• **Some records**
---+---
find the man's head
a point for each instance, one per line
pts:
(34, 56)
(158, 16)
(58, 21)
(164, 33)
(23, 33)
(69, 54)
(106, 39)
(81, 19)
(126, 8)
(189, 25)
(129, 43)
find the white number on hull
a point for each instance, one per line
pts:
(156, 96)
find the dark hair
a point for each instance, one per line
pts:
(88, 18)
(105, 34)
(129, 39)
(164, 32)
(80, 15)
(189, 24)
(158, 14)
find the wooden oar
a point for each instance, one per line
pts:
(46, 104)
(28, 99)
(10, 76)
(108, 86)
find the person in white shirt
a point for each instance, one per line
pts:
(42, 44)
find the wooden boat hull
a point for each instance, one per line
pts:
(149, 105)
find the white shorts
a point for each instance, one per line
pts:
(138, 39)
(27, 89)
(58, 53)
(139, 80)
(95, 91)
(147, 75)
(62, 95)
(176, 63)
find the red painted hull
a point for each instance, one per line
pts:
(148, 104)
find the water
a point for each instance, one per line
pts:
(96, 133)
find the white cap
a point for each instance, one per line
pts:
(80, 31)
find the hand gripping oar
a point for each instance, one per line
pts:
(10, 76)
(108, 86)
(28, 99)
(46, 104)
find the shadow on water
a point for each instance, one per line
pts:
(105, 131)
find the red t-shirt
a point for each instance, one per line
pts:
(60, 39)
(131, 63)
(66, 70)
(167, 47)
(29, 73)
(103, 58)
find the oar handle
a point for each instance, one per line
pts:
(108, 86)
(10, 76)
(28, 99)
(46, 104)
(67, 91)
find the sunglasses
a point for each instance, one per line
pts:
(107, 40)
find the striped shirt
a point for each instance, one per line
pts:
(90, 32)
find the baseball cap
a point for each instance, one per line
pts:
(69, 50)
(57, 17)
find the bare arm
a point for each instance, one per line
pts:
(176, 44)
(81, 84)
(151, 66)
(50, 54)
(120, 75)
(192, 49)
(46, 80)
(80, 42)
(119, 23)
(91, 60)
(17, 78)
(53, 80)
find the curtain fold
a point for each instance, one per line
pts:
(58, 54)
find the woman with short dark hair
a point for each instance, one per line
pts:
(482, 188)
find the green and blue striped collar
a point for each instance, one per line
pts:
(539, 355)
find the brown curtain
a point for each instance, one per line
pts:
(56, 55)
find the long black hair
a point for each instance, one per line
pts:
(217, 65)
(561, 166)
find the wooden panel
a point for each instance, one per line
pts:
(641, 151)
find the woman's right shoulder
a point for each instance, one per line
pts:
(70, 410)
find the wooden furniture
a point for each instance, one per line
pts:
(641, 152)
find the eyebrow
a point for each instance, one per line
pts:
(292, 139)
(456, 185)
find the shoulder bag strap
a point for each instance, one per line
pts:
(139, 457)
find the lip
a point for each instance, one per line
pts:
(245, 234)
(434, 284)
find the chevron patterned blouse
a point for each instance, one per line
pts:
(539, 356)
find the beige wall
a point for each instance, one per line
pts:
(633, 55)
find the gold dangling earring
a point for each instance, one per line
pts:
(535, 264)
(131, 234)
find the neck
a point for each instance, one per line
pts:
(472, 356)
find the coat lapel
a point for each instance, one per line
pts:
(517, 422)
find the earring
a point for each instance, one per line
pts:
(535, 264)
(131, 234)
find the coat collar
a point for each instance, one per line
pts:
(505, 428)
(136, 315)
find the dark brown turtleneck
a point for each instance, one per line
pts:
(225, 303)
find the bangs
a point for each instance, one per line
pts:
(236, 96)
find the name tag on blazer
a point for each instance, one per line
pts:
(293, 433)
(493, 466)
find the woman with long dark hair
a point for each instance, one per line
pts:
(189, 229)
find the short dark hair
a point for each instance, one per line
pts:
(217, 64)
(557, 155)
---+---
• **Exercise goal**
Arrange every line of the records above as a JSON list of strings, one string per line, omitting blank lines.

• **Answer below**
[
  "find the man's head",
  "a point for each instance, one per line",
  "pts:",
  "(34, 56)",
  "(158, 16)",
  "(58, 21)",
  "(164, 33)",
  "(23, 33)",
  "(69, 54)",
  "(106, 39)",
  "(81, 19)",
  "(126, 8)",
  "(189, 25)",
  "(129, 43)",
  "find the white number on hull",
  "a point for each instance, one per line",
  "pts:",
  "(156, 96)",
  "find the dark hair",
  "a point for each instance, one per line",
  "pts:",
  "(88, 18)",
  "(105, 34)",
  "(129, 39)",
  "(164, 32)",
  "(80, 15)",
  "(189, 24)",
  "(158, 14)",
  "find the wooden oar",
  "a point for each instance, one per line",
  "pts:",
  "(46, 104)",
  "(28, 99)",
  "(10, 76)",
  "(108, 86)",
  "find the person in white shirt",
  "a point for each instance, one per line",
  "pts:",
  "(42, 44)",
  "find the wooden boat hull",
  "a point for each instance, one per line",
  "pts:",
  "(149, 105)",
  "find the white shorts",
  "a point for each instance, one per line",
  "pts:",
  "(138, 39)",
  "(27, 89)",
  "(58, 53)",
  "(139, 80)",
  "(95, 91)",
  "(147, 75)",
  "(62, 95)",
  "(176, 63)",
  "find the red painted hull",
  "a point for each instance, one per line",
  "pts:",
  "(148, 104)",
  "find the water",
  "a point for each instance, one per line",
  "pts:",
  "(96, 133)",
  "find the white cap",
  "a point for each instance, one per line",
  "pts:",
  "(80, 31)",
  "find the hand gripping oar",
  "a point for each instance, one per line",
  "pts:",
  "(10, 76)",
  "(108, 86)",
  "(28, 99)",
  "(46, 104)",
  "find the shadow on water",
  "a point for each instance, one per line",
  "pts:",
  "(105, 131)",
  "find the red t-shirt",
  "a point for each instance, one per line",
  "pts:",
  "(60, 39)",
  "(131, 63)",
  "(66, 70)",
  "(167, 47)",
  "(29, 73)",
  "(103, 58)",
  "find the oar handle",
  "a point for each instance, one per line",
  "pts:",
  "(108, 86)",
  "(10, 76)",
  "(28, 99)",
  "(46, 104)",
  "(67, 91)",
  "find the sunglasses",
  "a point for each instance, one per line",
  "pts:",
  "(107, 40)",
  "find the striped shirt",
  "a point for each instance, one per line",
  "pts:",
  "(90, 32)",
  "find the baseball cap",
  "a point for each instance, one per line",
  "pts:",
  "(69, 50)",
  "(57, 17)",
  "find the bare arm",
  "a point for each instance, one per line",
  "pts:",
  "(176, 44)",
  "(81, 84)",
  "(151, 66)",
  "(50, 54)",
  "(120, 75)",
  "(192, 49)",
  "(46, 80)",
  "(80, 42)",
  "(119, 23)",
  "(91, 60)",
  "(17, 78)",
  "(53, 80)",
  "find the curtain fold",
  "a point for each instance, one per line",
  "pts:",
  "(58, 54)",
  "find the woman with short dark hair",
  "a point for each instance, one per line",
  "pts:",
  "(482, 188)",
  "find the green and blue striped collar",
  "a point for each instance, one per line",
  "pts:",
  "(539, 355)",
  "find the brown curtain",
  "a point for each instance, one per line",
  "pts:",
  "(56, 55)",
  "find the long black hair",
  "a point for each instance, one per line",
  "pts:",
  "(217, 65)",
  "(561, 166)",
  "find the wooden panel",
  "a point for each instance, one per line",
  "pts:",
  "(641, 151)",
  "find the woman's right shoulder",
  "a point for each instance, one per line",
  "pts:",
  "(70, 410)",
  "find the wooden furniture",
  "a point for each instance, one per line",
  "pts:",
  "(641, 152)",
  "find the eyebrow",
  "a point for each instance, one per line",
  "pts:",
  "(292, 139)",
  "(456, 185)",
  "find the shoulder bag strap",
  "a point for each instance, one per line",
  "pts:",
  "(139, 457)",
  "find the lip",
  "a point for each instance, one per line",
  "pts:",
  "(245, 234)",
  "(434, 284)",
  "find the chevron patterned blouse",
  "a point for each instance, one per line",
  "pts:",
  "(539, 356)",
  "find the beige wall",
  "a point for each instance, one per line",
  "pts:",
  "(633, 55)",
  "find the gold dangling earring",
  "a point for each instance, one per line",
  "pts:",
  "(535, 264)",
  "(131, 234)",
  "find the neck",
  "a point for each instance, one per line",
  "pts:",
  "(472, 356)",
  "find the coat lapel",
  "a point for each instance, one per line",
  "pts:",
  "(517, 422)",
  "find the earring",
  "a point for each instance, one per line",
  "pts:",
  "(535, 264)",
  "(131, 234)",
  "find the coat collar",
  "a point for each instance, one per line",
  "pts:",
  "(505, 428)",
  "(136, 315)",
  "find the dark brown turtleneck",
  "a point for each instance, one per line",
  "pts:",
  "(225, 303)",
  "find the bangs",
  "a point for each instance, one per line",
  "pts:",
  "(236, 96)",
  "find the name tag on blazer",
  "a point for each instance, one per line",
  "pts:",
  "(293, 433)",
  "(493, 466)",
  "find the woman with long dark hair",
  "a point for each instance, one per line",
  "pts:",
  "(189, 229)",
  "find the short dark hair",
  "a point for each instance, one per line",
  "pts:",
  "(217, 64)",
  "(557, 155)"
]